Directions for this task —
Where does the string "accordingly" occur in the entries below? Copy every line where it does.

Dataset entries —
▬▬▬

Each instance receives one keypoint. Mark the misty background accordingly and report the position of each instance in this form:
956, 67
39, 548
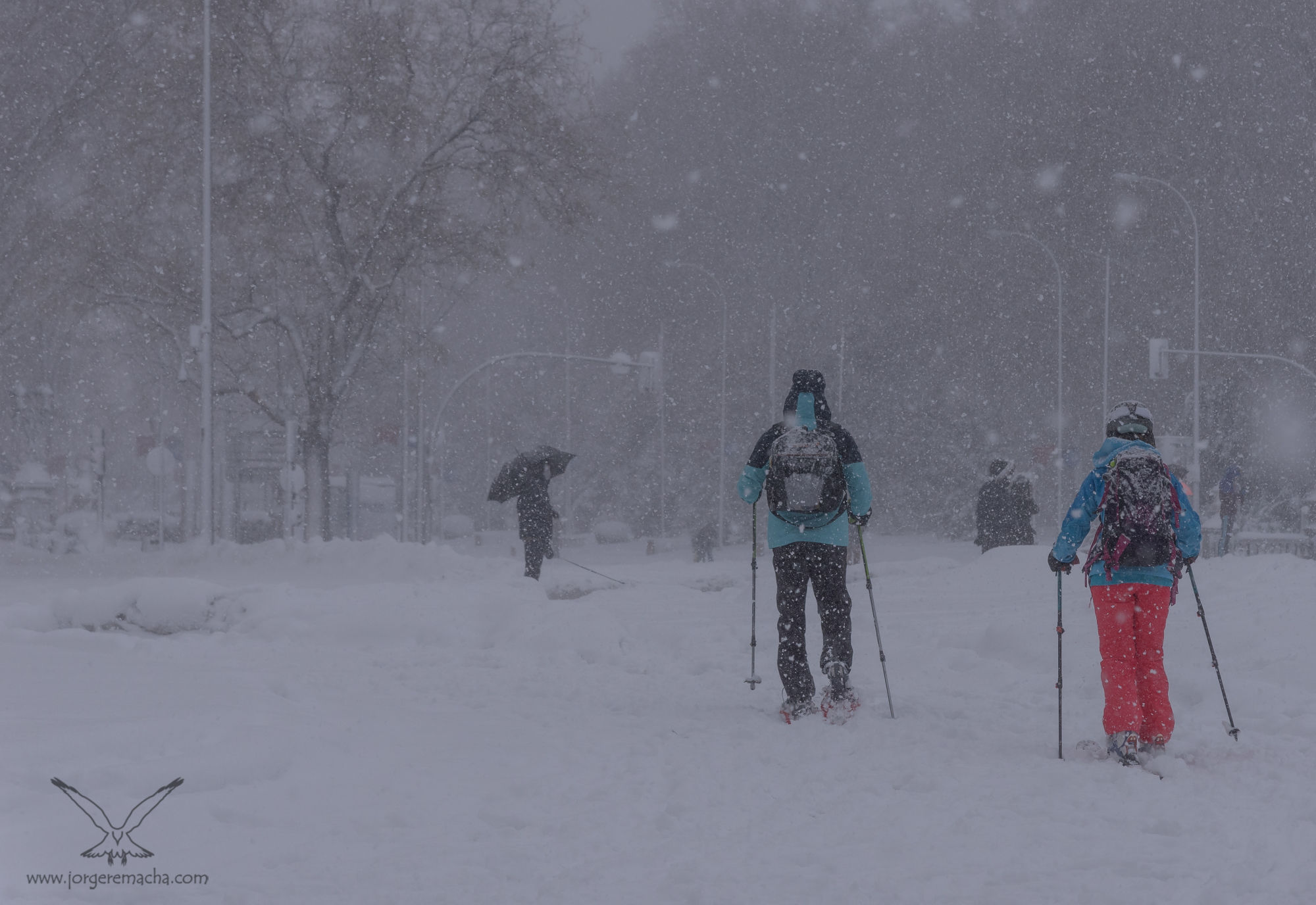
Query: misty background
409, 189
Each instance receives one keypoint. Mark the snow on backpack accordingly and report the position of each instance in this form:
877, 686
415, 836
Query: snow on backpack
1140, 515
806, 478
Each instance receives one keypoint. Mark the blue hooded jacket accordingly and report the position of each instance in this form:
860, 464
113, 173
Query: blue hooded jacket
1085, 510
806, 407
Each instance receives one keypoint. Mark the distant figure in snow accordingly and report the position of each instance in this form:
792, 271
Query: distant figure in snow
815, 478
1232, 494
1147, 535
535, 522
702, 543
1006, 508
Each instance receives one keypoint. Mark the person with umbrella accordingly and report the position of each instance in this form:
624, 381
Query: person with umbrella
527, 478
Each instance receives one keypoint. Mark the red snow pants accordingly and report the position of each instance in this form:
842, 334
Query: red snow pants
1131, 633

▬▬▬

Task answer —
Each instance receives one keypoint. Mark the misty background accordingly and report the position of each instance in this form:
Each instance receives one keypoint. Mark the snow on backpack accordingly and report the position of each instance in this form:
Each instance receives one keypoint. Mark the blue hooded jacket accordingly and report the position of each instance in this form:
Each instance receives one keypoint. Mark the distant figure in snow accordingly and report the position of each instance in this form:
Each instance receives one keypoint. Mark the person with umbrella accordingly and report the position of each instance in this form:
Each instance receives one keypoint. Mark the red snow pants accordingly and report the position of each instance in this form:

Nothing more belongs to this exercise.